- TEXTE EXTRAIT -
════════

Depuis 1981 et l’élection de François Mitterrand comme Président, il y a eu plusieurs gouvernements de gauche. Ils n’ont pas interdit la chasse à courre et n’ont jamais abordé la chasse non plus.
Pour la chasse, la raison en est bien connue : c’est la faute au PCF. Il se plaçait comme opposition radicale dans les années 1950 lorsqu’il était le plus grand parti politique français, mais à partir de 1958 avec le coup d’État gaulliste il s’est de plus en plus effacé. Et pour conserver son influence, il a été particulièrement populiste et a défendu la chasse avec acharnement, en disant que c’est un acquis de la révolution française.
Auparavant, seule la noblesse avait le droit de chasser et désormais, le régime républicain permettrait à chacun de le faire. Il est désormais pourtant évident qu’il ne s’agit pas que chacun puisse chasser, mais que personne ne puisse le faire. Aucune civilisation développée ne peut accepter le principe d’une personne se baladant avec une arme pour tuer un être vivant.
Cette idée d’assassinat s’appuie par ailleurs sur une approche résolument patriarcale, avec l’homme primitif abordant avec violence la réalité l’environnant. C’est un élément très important, car la chasse est une démarche partagée par des hommes, avec une idéologie viriliste agressive.
D’où justement le soutien unilatéral des structures officielles de la chasse à la chasse à courre, de par les ponts du virilisme avec la néo-féodalité, l’esprit néo-aristocrate des « équipages » de la chasse à courre et leur entourage obséquieux fasciné par le clinquant, la puissance locale, le style oligarchique.
La Gauche gouvernementale a capitulé pour cette raison devant la chasse à courre. Elle n’en a jamais fait un thème, parce que la chasse à courre est reliée à la chasse en général. Or, critiquer la chasse, ce serait rompre avec les valeurs traditionnelles, que la Gauche gouvernementale n’a jamais voulu heurter. Dans l’esprit de Sciences-Po, il y avait l’idée que tout gouvernement doit avant tout s’appuyer sur le « centre », donc sur les circuits traditionnels du régime en place.
Par là même, on doit sans doute dire que la Gauche gouvernementale a échoué du moment même où elle a capitulé devant sa volonté, juste après 1981, de supprimer l’école privée. Le front catholique en défense de « l’école libre » a été assez puissant pour casser la dynamique de Gauche, pour la faire capituler sur le plan des idées.
On dit souvent que c’est la crise économique qui a obligé la Gauche gouvernementale à abandonner sa démarche, avec également la fuite de gens très riches notamment en Suisse. Ce n’est pas vrai : la France est un pays très riche et il y avait les moyens d’avancer indépendamment des crises du capitalisme, et même contre elles. La réalité est qu’il y a eu un abandon des valeurs culturelles de Gauche, au profit d’un esprit de gestion, d’amélioration du capitalisme, comme avec les nationalisations ayant abouti à des privatisations finalement.

════════

- LIGNES DE DONNÉES -
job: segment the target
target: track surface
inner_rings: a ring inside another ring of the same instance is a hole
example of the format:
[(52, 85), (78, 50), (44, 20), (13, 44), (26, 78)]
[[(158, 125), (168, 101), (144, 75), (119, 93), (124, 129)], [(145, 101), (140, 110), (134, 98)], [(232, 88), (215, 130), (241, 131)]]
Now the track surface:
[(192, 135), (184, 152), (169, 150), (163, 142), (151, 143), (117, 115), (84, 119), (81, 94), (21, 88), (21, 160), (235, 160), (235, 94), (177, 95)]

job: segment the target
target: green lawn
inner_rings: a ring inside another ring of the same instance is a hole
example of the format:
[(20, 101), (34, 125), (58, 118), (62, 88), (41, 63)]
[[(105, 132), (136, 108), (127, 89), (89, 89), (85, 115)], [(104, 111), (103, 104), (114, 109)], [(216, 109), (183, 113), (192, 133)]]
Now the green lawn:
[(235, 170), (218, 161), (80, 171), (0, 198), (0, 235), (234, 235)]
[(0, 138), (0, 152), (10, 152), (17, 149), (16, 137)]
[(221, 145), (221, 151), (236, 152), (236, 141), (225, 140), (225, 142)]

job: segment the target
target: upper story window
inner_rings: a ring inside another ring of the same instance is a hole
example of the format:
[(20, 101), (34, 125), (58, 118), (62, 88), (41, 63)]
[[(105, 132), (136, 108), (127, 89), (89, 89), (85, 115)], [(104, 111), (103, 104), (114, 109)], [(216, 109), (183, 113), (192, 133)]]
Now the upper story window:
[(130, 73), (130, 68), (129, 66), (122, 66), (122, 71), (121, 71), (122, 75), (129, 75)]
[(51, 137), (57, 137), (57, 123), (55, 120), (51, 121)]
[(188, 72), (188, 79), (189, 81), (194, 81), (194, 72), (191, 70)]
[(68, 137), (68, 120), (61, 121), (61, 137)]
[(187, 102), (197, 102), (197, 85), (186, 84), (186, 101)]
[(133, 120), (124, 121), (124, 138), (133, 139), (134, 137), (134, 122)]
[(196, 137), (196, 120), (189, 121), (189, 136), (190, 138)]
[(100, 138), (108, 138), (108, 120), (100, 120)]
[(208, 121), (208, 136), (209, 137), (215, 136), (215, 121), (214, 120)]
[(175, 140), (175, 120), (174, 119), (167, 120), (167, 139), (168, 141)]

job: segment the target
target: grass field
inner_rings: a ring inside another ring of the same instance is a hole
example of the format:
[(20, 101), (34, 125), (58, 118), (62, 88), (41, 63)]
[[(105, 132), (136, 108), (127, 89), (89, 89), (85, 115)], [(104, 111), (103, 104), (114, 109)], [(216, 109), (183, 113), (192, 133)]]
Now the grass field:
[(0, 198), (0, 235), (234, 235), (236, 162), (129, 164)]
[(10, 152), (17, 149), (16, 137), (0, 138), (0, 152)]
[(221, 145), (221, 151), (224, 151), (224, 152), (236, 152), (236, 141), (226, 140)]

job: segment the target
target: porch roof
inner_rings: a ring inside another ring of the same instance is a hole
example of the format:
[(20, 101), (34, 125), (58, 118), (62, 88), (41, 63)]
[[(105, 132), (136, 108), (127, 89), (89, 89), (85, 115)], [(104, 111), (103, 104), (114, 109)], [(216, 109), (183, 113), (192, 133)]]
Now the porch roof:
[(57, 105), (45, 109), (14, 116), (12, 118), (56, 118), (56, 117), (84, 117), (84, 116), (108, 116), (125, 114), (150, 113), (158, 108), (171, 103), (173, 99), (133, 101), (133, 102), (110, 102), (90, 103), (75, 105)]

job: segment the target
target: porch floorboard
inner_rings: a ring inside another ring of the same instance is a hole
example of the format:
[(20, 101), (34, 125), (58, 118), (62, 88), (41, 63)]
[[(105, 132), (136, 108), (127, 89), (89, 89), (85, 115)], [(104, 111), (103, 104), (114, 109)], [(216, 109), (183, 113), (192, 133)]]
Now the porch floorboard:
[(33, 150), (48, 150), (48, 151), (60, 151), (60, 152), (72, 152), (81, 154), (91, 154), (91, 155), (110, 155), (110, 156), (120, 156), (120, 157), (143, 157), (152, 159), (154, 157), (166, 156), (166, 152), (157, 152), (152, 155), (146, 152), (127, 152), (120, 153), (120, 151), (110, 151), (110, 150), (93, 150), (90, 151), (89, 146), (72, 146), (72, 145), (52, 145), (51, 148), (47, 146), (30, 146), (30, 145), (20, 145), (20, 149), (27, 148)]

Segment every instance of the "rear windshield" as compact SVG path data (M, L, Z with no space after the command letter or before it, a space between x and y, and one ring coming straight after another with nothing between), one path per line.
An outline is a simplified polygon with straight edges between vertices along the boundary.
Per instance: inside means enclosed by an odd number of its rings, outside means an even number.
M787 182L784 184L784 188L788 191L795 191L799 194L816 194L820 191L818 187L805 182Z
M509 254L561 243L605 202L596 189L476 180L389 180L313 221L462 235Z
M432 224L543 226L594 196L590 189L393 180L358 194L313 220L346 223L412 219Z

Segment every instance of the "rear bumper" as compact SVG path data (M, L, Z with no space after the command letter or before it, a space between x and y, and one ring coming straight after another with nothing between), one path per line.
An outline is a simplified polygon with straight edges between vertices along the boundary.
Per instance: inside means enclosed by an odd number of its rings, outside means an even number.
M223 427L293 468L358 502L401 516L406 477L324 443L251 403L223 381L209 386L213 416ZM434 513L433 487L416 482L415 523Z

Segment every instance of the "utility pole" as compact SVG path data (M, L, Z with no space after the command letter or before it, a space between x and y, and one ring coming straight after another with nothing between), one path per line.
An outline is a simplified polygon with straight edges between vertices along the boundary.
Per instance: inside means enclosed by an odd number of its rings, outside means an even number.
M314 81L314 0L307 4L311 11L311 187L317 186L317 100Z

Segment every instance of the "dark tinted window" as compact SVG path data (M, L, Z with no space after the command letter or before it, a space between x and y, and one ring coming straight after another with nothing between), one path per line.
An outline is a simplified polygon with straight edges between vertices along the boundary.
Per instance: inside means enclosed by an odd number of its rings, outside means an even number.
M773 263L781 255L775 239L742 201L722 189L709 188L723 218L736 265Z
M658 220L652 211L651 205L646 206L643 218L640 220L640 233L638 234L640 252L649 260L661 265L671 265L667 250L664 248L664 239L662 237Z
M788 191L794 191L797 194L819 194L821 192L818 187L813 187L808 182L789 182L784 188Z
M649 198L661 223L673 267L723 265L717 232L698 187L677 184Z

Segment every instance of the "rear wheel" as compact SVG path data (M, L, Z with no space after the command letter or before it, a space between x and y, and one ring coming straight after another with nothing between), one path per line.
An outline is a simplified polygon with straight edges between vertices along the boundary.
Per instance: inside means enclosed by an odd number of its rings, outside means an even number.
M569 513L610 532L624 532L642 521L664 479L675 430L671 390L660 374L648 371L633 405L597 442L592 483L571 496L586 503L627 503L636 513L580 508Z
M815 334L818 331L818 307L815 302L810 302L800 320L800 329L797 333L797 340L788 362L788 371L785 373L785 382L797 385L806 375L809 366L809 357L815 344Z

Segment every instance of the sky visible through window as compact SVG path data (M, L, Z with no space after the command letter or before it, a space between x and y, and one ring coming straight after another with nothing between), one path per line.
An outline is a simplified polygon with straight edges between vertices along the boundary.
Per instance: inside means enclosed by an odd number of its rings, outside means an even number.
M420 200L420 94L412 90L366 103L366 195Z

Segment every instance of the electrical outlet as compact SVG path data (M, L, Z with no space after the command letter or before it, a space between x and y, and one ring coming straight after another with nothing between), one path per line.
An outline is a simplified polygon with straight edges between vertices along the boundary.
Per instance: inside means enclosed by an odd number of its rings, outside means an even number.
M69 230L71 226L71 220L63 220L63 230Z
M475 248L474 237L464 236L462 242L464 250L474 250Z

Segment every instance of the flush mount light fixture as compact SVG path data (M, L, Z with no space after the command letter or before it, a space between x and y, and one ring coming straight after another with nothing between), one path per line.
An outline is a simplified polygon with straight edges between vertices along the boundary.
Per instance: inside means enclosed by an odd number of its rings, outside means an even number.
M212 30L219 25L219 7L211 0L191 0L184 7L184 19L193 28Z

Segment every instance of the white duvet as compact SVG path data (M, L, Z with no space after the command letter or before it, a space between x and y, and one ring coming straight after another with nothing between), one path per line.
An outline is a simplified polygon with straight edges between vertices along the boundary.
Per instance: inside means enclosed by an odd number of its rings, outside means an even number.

════════

- ÉNONCÉ DU PROBLÈME -
Poursuivez, s'il vous plaît, le texte sur la gauche au pouvoir face à la chasse, en reprenant juste après sa dernière phrase. Le matériel fourni ne joue aucun rôle ici.

- RÉPONSE RÉDIGÉE -
De toutes façons, la Gauche gouvernementale n’avait pas réellement réfléchi à tout cela. Elle est le pendant « réaliste » de la Gauche « utopiste », les deux étant nés avec 1958 comme la « nouvelle gauche », et ayant connu leur moment de gloire avec mai 1968. L’idée a toujours été de parvenir au pouvoir d’une manière ou d’une autre, afin de mettre un terme à la domination de la Droite.
C’est un grand problème de la Gauche et c’est également cette même absence de contenu bien déterminé qu’on retrouve au moment du Front populaire. Ce dernier a été construit dans l’urgence antifasciste et est un exemple historique à forcément suivre. Il est dommage cependant que l’absence de contenu ait été si important qu’il se soit justement effondré rapidement après, sans tracer de perspective.
Cela souligne l’importance de la lutte contre la chasse à courre. C’est une réalité historique qui ne peut que fédérer la Gauche, qui ne peut que la forcer à comprendre que les riches vivent à part et comme ils veulent, qu’ils ont des valeurs pratiquement fondamentalistes : la grande propriété et sa domination sur la population, l’utilisation de la nature selon les « besoins » du divertissement jusqu’au plus absurde, l’appui le plus grand aux « traditions ».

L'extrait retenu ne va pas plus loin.